Extracted text >>
* START *

The husbands of the three Clare sisters performed homage to the king
on behalf of their wives' inheritance and agreed to wait to take
seisin of the lands until the partition into thirds was completed by
the end of the year. The lands were NOT specifically granted to
Margaret and Hugh d'Audley and the heirs of their bodies (nor to the
other two sisters, their current husbands, and the heirs of their
bodies).

That Edward II never intended to entail the Clare inheritance
specifically on the issue of the sisters and their current (1317)
husbands is made clear in a 1320 Fine (published in DEVON FEET OF
FINES). Hugh Despenser the Younger wanted to trade properties that
had originally been granted in Margaret's third of the inheritance for
some properties that had been given to him and his wife Eleanor in her
third:

"At Westminster, 15 days from the day of St. John the Baptist, 14 Ed.
II (8 July 1320). Before William de Bereford, Gilbert de Roubiry,
John de Benstede, John Bacun, John de Mutford and John de Donecastre,
justices, and other, etc. Between Hugh de Audele junior & Margaret
his wife, claimants, and Hugh le Despenser junior & Alianora his wife,
deforciants; as to ... [snip of the list of properties being
exchanged]. Hugh le Despenser & Alianora granted to Hugh de Audele &
Margaret the said manors, wood, pasture & advowsons as is aforesaid &
gave them up to them at the Court. To have & to hold to Hugh de
Audele & Margaret & THE HEIRS OF MARGARET [emphasis mine] of the King
& his heirs by the services which to the said manors, wood, pasture,
fees & advowson, as is aforesaid, belong for ever in exchange for ...

* END *

Data shown >>

* START *

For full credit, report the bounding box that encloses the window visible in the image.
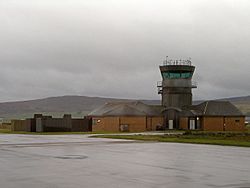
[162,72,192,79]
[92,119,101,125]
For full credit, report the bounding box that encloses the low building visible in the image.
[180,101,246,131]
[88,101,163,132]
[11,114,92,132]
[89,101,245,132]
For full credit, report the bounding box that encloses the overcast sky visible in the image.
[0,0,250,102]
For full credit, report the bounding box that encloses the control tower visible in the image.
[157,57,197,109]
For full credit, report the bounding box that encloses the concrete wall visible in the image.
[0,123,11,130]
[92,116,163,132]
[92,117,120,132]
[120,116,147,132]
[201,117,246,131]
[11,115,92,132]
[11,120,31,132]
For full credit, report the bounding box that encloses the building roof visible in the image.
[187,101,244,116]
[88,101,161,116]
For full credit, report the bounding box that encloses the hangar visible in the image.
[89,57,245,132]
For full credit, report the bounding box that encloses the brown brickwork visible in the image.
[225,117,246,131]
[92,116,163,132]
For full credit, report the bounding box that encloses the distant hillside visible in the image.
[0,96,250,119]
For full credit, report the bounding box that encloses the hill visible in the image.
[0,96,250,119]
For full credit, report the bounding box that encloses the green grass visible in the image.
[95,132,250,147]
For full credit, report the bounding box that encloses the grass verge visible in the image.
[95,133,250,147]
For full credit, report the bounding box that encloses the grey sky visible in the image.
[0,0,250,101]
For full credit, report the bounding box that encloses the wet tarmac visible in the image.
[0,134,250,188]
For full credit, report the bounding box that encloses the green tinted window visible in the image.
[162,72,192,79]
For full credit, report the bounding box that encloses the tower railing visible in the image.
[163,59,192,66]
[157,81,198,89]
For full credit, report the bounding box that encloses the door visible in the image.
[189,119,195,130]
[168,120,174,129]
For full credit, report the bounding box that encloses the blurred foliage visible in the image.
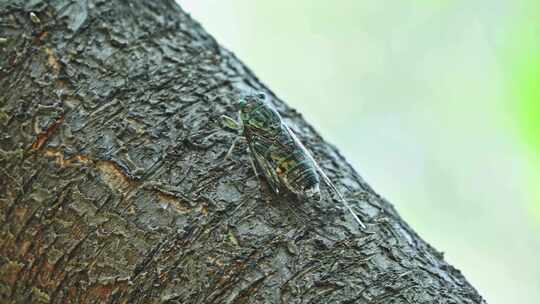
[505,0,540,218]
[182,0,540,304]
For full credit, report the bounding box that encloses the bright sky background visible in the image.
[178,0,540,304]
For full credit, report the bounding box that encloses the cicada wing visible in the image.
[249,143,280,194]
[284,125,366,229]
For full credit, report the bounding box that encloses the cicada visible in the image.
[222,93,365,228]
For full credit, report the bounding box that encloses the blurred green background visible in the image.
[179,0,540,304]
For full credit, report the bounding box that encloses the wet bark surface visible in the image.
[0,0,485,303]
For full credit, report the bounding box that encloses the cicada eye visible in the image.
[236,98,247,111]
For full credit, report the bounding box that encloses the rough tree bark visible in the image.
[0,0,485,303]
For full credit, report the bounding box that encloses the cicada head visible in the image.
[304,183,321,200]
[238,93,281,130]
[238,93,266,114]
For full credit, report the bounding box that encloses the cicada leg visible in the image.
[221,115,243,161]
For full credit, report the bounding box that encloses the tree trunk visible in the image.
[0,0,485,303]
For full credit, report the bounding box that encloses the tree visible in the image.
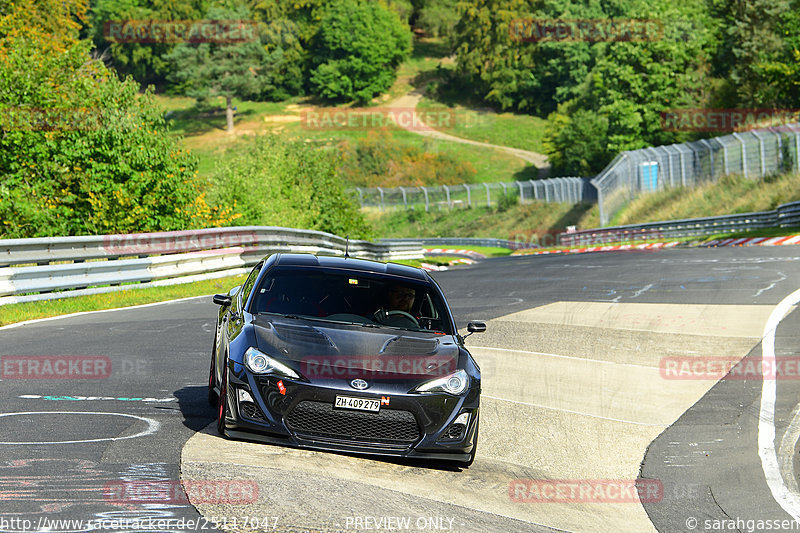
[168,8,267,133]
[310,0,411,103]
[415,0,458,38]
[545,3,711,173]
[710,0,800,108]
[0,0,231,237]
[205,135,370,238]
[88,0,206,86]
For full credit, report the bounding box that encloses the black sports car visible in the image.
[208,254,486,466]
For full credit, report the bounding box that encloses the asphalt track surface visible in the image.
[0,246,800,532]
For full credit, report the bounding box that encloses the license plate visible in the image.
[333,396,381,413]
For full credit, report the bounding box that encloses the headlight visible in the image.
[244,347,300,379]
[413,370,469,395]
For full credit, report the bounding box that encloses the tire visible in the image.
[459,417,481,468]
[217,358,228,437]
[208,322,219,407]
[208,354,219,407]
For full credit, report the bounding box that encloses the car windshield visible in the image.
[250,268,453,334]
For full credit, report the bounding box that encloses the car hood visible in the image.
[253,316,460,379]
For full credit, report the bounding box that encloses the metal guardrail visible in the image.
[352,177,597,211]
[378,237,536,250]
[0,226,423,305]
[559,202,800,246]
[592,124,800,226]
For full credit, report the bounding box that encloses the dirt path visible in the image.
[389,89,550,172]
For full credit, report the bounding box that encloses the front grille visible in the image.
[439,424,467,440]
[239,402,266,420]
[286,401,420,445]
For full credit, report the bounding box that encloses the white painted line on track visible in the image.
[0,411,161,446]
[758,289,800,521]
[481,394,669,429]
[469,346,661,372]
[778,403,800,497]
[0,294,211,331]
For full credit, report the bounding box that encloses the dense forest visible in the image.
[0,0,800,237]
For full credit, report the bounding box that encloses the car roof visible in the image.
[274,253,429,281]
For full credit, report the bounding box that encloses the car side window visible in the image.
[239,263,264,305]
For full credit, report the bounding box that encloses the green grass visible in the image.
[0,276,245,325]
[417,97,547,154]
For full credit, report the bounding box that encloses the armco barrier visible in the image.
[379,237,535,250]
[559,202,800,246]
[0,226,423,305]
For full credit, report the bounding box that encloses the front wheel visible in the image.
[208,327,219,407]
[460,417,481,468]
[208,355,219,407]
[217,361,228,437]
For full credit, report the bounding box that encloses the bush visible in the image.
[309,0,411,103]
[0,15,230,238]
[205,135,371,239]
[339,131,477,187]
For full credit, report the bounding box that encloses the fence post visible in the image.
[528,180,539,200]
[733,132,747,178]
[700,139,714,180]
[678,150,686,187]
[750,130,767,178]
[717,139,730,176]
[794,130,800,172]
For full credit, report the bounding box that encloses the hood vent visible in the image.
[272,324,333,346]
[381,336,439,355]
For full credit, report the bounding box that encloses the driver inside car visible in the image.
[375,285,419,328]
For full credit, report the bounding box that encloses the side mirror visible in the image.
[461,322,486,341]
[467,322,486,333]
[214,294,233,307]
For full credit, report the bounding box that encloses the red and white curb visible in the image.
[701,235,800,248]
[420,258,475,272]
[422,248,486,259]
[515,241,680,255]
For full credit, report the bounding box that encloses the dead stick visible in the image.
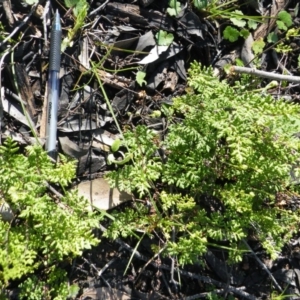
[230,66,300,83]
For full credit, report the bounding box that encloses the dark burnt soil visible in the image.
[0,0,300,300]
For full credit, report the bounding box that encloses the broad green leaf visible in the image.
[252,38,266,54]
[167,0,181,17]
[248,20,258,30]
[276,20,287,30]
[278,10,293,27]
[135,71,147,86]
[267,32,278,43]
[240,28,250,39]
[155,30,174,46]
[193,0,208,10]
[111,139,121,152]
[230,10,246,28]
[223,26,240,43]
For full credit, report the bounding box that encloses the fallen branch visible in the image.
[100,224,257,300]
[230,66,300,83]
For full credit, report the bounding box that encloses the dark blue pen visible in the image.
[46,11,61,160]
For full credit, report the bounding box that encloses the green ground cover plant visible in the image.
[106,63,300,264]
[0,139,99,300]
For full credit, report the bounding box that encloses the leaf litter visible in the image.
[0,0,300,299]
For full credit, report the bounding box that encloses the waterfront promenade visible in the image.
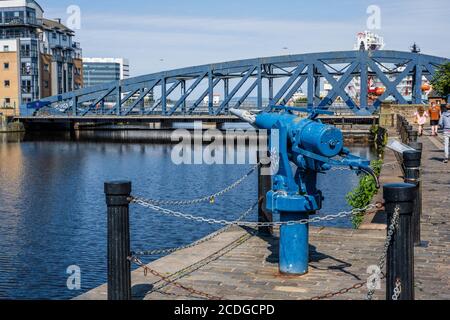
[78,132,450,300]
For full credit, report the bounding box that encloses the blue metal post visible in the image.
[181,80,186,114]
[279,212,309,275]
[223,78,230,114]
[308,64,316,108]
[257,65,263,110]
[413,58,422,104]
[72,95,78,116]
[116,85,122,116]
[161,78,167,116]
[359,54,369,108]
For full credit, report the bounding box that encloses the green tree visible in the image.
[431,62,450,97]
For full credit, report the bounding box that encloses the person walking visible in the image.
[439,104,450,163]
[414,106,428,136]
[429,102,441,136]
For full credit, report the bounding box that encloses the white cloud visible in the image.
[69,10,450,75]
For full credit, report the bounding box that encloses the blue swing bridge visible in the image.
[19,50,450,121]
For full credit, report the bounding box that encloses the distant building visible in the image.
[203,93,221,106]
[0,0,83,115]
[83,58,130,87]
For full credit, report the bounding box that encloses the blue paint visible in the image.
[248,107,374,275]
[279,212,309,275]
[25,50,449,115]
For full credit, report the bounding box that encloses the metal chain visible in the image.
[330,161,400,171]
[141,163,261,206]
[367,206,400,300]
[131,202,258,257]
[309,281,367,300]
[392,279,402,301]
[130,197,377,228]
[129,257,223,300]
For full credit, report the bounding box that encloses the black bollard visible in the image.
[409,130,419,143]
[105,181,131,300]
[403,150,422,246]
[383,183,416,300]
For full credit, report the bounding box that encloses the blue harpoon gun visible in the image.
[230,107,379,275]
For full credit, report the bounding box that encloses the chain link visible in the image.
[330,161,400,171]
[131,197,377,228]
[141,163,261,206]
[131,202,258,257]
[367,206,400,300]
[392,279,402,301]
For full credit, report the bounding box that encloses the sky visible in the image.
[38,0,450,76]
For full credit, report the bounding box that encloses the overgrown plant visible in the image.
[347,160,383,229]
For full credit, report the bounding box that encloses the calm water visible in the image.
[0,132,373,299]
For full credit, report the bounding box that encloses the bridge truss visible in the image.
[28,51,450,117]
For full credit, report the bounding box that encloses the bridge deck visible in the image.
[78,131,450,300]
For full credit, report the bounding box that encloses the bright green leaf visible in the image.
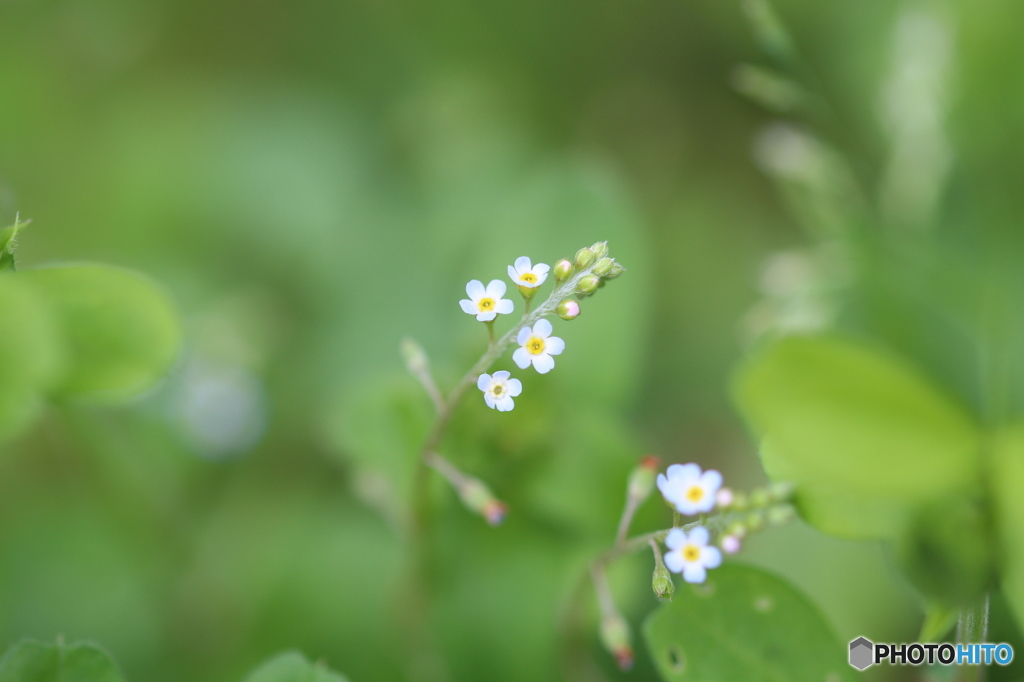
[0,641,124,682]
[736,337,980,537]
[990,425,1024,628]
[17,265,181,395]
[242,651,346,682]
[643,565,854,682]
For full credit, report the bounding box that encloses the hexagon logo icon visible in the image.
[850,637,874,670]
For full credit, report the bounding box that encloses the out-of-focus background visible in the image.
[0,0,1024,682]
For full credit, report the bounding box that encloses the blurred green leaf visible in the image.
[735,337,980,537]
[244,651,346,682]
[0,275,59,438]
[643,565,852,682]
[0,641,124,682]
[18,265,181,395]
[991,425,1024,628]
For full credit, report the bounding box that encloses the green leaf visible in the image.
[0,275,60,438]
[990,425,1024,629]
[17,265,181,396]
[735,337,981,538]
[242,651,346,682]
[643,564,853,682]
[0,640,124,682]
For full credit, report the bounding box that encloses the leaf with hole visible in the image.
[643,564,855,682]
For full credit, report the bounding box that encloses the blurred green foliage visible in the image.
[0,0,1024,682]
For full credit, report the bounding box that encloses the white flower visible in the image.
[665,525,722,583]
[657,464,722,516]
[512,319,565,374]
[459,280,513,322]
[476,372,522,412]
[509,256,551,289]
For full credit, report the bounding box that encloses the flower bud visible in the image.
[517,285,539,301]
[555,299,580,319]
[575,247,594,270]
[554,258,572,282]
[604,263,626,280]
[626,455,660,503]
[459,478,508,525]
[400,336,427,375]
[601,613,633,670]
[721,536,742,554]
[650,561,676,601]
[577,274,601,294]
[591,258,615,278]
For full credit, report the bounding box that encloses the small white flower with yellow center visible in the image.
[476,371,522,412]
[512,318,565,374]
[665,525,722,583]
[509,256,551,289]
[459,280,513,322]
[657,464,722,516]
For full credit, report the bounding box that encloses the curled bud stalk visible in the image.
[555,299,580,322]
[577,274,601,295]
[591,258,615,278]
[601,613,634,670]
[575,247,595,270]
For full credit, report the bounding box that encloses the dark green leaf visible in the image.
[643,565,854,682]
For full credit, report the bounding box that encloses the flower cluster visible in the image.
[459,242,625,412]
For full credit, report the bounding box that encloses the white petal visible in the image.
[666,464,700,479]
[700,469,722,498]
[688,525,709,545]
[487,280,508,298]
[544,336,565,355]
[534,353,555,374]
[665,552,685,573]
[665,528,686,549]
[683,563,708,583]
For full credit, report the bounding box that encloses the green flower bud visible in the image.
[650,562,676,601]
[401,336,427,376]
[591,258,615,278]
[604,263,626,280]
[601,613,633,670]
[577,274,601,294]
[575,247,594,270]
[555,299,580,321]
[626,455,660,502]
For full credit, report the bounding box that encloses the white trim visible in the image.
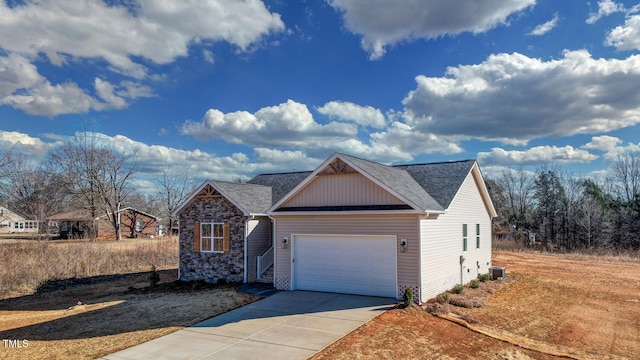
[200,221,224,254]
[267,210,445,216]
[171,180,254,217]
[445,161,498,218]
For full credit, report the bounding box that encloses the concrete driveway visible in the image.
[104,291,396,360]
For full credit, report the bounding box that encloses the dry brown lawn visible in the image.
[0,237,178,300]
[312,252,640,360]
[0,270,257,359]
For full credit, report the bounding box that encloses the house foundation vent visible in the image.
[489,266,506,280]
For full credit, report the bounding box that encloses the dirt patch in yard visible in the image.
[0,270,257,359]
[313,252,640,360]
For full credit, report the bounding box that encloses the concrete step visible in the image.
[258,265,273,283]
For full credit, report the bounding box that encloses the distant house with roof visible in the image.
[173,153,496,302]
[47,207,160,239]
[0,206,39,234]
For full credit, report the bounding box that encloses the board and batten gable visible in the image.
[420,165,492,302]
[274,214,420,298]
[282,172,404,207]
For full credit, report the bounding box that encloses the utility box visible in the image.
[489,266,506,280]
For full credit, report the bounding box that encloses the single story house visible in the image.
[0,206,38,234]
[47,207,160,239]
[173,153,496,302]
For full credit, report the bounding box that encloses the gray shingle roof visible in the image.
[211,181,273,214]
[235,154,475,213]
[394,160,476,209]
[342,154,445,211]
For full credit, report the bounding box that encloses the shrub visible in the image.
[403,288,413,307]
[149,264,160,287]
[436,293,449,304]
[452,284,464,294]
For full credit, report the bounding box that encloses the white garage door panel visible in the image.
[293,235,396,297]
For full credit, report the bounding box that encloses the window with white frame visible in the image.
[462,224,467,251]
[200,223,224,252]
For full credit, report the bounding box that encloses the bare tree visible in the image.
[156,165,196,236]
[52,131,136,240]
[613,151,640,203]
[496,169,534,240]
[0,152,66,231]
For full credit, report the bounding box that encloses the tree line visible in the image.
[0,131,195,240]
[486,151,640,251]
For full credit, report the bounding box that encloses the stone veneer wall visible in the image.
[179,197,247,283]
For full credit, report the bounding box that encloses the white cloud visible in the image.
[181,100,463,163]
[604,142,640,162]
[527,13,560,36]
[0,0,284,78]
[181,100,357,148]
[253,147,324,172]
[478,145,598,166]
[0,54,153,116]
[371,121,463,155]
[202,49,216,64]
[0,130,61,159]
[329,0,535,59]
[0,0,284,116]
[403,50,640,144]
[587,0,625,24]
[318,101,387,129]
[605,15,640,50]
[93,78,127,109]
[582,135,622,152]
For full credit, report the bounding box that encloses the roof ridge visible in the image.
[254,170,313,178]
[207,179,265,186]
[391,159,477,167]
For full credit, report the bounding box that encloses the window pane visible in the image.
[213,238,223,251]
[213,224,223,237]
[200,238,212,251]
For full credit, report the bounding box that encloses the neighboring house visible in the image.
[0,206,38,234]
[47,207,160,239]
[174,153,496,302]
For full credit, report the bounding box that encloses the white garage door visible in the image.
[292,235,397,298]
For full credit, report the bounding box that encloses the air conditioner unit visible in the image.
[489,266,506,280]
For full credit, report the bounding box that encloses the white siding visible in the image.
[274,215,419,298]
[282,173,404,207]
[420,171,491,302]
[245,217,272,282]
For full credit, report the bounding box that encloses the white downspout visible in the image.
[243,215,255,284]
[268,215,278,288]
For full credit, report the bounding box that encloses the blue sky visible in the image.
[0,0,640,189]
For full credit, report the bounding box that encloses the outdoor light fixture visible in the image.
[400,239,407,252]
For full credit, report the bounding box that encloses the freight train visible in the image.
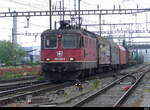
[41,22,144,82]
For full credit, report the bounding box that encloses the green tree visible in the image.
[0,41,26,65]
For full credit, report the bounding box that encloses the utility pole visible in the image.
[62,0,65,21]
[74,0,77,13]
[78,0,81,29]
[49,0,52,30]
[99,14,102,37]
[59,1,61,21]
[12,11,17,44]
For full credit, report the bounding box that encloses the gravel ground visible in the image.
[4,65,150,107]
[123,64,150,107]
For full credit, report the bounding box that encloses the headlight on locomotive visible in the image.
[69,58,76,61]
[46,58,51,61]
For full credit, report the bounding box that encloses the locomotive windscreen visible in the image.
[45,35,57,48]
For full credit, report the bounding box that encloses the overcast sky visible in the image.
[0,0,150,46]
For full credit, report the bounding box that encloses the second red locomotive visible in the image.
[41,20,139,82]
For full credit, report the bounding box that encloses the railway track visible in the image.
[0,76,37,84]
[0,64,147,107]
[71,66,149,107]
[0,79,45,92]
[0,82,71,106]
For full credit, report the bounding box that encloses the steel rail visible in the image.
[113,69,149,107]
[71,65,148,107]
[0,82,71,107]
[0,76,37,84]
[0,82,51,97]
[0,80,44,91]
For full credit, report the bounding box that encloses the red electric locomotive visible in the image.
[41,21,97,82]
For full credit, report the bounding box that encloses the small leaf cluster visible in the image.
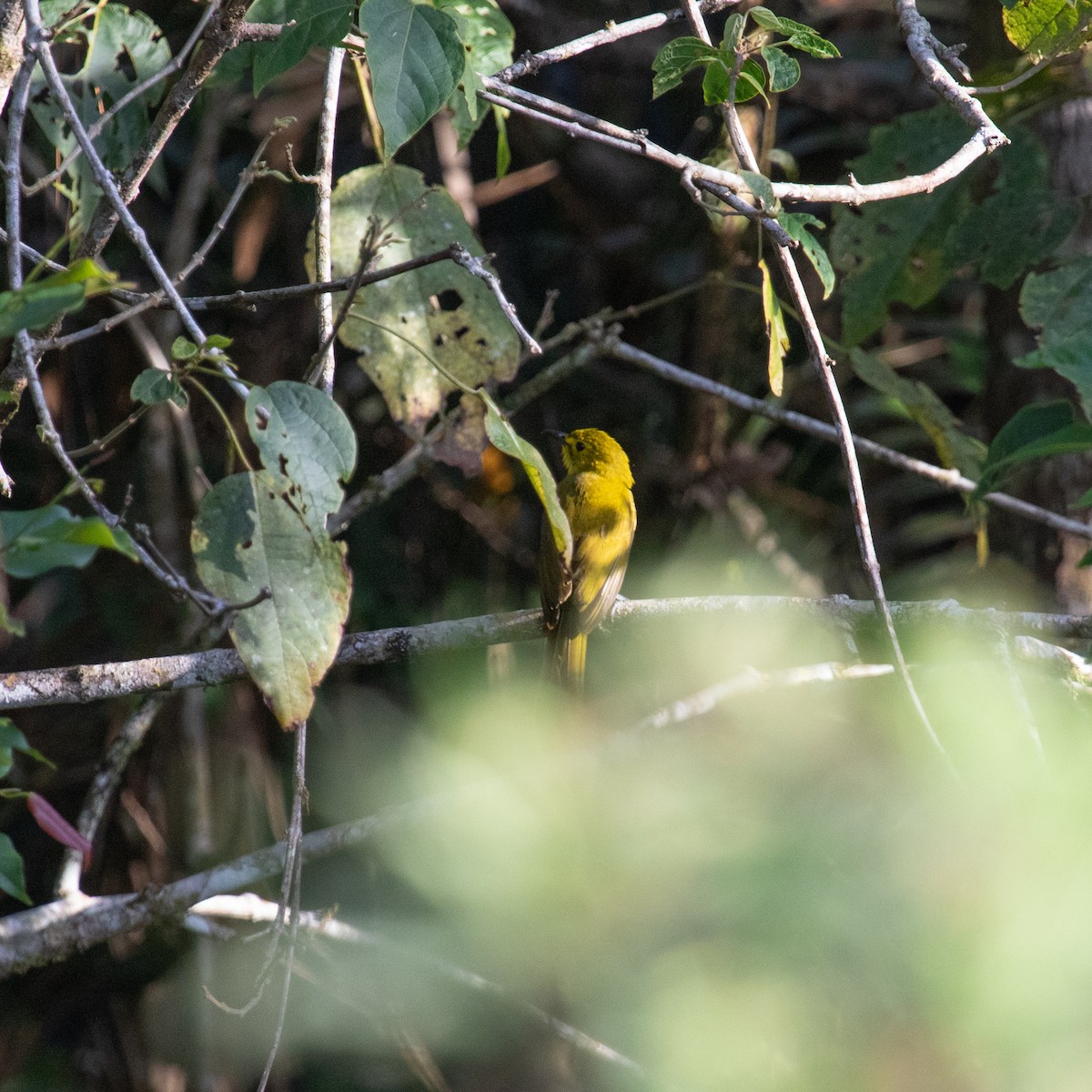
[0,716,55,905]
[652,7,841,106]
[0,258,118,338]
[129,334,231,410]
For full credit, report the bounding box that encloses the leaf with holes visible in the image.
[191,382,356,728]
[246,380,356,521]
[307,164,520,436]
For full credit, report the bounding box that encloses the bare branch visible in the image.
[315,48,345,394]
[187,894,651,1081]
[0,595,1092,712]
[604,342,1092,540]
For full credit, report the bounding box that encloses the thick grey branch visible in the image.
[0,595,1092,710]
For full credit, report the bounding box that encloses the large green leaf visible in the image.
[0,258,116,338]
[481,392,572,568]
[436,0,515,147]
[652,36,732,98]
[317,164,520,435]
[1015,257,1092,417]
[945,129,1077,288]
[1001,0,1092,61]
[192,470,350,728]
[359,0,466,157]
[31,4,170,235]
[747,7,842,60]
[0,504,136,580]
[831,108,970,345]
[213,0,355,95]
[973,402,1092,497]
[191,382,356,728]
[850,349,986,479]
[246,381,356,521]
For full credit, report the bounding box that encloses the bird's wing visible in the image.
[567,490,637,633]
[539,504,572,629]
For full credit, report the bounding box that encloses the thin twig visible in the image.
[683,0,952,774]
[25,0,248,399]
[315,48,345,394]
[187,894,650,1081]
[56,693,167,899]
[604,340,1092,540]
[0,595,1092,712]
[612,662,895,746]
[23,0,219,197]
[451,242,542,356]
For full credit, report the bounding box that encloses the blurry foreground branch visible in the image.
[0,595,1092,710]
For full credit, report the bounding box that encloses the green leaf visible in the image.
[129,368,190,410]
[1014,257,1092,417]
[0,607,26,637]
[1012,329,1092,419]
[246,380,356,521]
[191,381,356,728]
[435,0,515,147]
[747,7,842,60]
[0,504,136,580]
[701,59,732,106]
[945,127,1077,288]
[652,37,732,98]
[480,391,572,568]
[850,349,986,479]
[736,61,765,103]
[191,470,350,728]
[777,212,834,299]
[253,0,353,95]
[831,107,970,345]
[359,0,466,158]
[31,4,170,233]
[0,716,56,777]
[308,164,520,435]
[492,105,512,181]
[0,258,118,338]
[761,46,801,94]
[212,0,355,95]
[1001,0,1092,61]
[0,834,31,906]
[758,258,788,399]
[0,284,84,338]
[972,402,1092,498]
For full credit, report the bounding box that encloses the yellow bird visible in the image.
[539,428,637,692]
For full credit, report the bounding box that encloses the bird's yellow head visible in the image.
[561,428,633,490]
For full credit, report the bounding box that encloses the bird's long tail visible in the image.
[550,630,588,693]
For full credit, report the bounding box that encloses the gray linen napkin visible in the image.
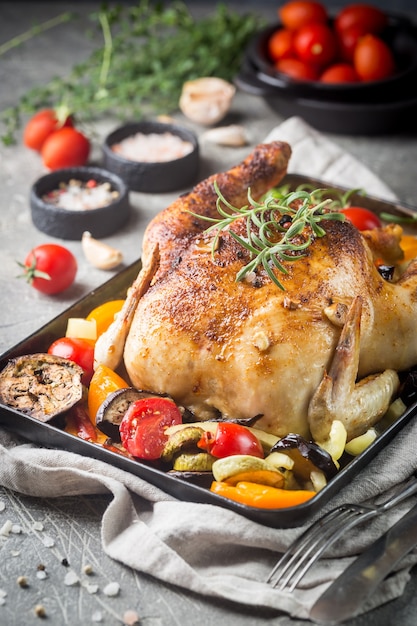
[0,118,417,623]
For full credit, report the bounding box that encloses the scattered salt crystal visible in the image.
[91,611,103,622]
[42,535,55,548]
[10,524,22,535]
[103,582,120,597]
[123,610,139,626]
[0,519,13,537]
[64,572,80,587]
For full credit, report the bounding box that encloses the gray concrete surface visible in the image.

* END *

Actions to take >>
1/ Answer these questions about the Clare inheritance text:
(a) Before taking seisin of the lands, what did the sisters' husbands agree to wait for?
(b) In which publication does the 1320 Fine appear?
(c) Whose third of the inheritance originally included the properties Hugh Despenser the Younger wanted to trade?
2/ Lay out the lines of the listing from its first line through the line holding "[92,119,101,125]", inclusive, as a Markdown table with the columns Row and Line. Number each row, skip blank lines, and leave out the pictures.
The text and the listing have no connection to each other.

Completed exercise >>
1/
(a) They agreed to wait until the partition into thirds was completed by the end of the year.
(b) DEVON FEET OF FINES.
(c) Margaret's third.

2/
| Row | Line |
|---|---|
| 1 | For full credit, report the bounding box that encloses the window visible in the image. |
| 2 | [162,72,192,79] |
| 3 | [92,119,101,125] |